* START Document extract *

Foreign currency transactions are translated into the functional currency using the spot exchange rate at the transaction date. Foreign currency monetary items are translated into the functional currency using the exchange rate as of the end of the reporting period. Non-monetary items measured at historical cost in foreign currencies are translated into the functional currency using the exchange rates at the transaction date. Non-monetary items measured at fair value that are denominated in foreign currencies are translated into the functional currency using the exchange rates at the date when the fair value is measured. Exchange differences arising from the translation or settlement are recognized in profit or loss, except for those recognized in other comprehensive loss.

 

3.2 Property, plant and equipment

Tangible assets, which are in use for more than one year by the Group, are recognised at cost of acquisition and/or manufacture less accumulated depreciation and impairment charges. Depreciation is calculated using the straight-line method based on each asset’s anticipated useful life. The anticipated useful lives are as follows:

 

Buildings

 

5   to   25 years

Technical equipment and machinery

 

3   to   7 years

Other equipment, furniture and fixtures

 

2   to   20 years

 

Methods of depreciation, useful lives and residual book values are reviewed annually.

 

3.3 Intangible assets

Individually acquired intangible assets are recognised at cost less accumulated amortization. Intangible assets arising from business combinations (IFRS 3) are recognised at fair value at date of acquisition.

Expenses arising from product development and product maintenance of the Group are generally expensed at the time they occur. Certain internal development expenditures, including personnel costs, for individually identifiable products for sale or internal use are capitalized when the following criteria are met:

 

-

Demonstrated technical feasibility,

 

-

Sufficient management intention and resources to complete development,

 

-

Ability exists to use or sell the product and generate probable future economic benefit, and

 

-

Development expenditures can be reliably measured.

Except for the brand “KEYMILE” which is considered an intangible asset with unlimited operating life, all remaining intangible assets of the Group are categorized to have a limited economic (useful) life. Amortization is recorded on a straight-line basis using the following useful lives:

 

Patents, trademarks and other rights

 

3   to   5 years

Customer relations

 

6   to   8 years

Intellectual property rights

 

14   to   19 years

Capitalized technologies

 

3   to   14 years

Development activities

 

4   to   5 years

 

The Company accounts for amortization expense of internally developed intangibles within Research and development costs.

* END Document extract *
* START Records shown *

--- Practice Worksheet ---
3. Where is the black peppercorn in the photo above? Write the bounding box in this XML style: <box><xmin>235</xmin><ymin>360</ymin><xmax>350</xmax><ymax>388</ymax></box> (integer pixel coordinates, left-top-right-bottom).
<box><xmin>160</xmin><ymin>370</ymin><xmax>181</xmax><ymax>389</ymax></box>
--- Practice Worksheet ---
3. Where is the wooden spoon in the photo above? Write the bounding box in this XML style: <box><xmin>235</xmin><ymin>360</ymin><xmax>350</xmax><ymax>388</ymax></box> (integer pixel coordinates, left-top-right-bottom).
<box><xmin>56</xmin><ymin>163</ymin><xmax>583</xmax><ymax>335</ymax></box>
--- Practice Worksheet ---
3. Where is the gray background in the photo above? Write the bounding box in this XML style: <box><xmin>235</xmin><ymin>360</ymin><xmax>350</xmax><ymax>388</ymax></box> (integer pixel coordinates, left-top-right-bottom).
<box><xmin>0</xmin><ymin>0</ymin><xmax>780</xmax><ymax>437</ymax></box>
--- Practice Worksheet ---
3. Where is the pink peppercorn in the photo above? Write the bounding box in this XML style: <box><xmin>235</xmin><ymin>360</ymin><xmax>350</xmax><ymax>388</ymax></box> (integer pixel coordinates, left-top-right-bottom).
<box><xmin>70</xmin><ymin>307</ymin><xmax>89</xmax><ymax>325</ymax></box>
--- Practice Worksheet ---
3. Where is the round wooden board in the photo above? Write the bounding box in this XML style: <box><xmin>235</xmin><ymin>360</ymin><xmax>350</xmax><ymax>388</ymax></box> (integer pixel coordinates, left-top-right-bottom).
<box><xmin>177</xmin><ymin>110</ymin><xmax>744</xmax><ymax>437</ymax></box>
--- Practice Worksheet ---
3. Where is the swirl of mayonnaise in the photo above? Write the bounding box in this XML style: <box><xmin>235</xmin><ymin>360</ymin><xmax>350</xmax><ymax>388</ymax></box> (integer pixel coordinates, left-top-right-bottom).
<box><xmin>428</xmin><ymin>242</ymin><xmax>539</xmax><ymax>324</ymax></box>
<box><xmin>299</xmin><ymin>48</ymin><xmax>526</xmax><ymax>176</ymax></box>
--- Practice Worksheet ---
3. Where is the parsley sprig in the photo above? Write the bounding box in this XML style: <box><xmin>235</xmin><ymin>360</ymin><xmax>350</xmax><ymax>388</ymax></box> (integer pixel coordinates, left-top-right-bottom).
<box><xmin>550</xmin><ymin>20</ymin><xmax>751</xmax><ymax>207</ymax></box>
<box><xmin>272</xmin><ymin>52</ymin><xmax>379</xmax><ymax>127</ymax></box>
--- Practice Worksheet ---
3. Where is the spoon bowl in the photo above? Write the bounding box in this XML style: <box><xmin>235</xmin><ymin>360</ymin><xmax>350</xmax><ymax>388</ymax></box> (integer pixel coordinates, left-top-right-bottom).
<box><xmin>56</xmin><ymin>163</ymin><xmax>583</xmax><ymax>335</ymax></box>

* END Records shown *

## Work to complete:
1 - Please translate this sentence from the accounting policies excerpt into Spanish: "Methods of depreciation, useful lives and residual book values are reviewed annually."
2 - Pull out every line of the listing that contains the word "peppercorn". Case counts.

## Answers to the tasks:
1 - Los métodos de depreciación, las vidas útiles y los valores contables residuales se revisan anualmente.

2 -
3. Where is the black peppercorn in the photo above? Write the bounding box in this XML style: <box><xmin>235</xmin><ymin>360</ymin><xmax>350</xmax><ymax>388</ymax></box> (integer pixel coordinates, left-top-right-bottom).
3. Where is the pink peppercorn in the photo above? Write the bounding box in this XML style: <box><xmin>235</xmin><ymin>360</ymin><xmax>350</xmax><ymax>388</ymax></box> (integer pixel coordinates, left-top-right-bottom).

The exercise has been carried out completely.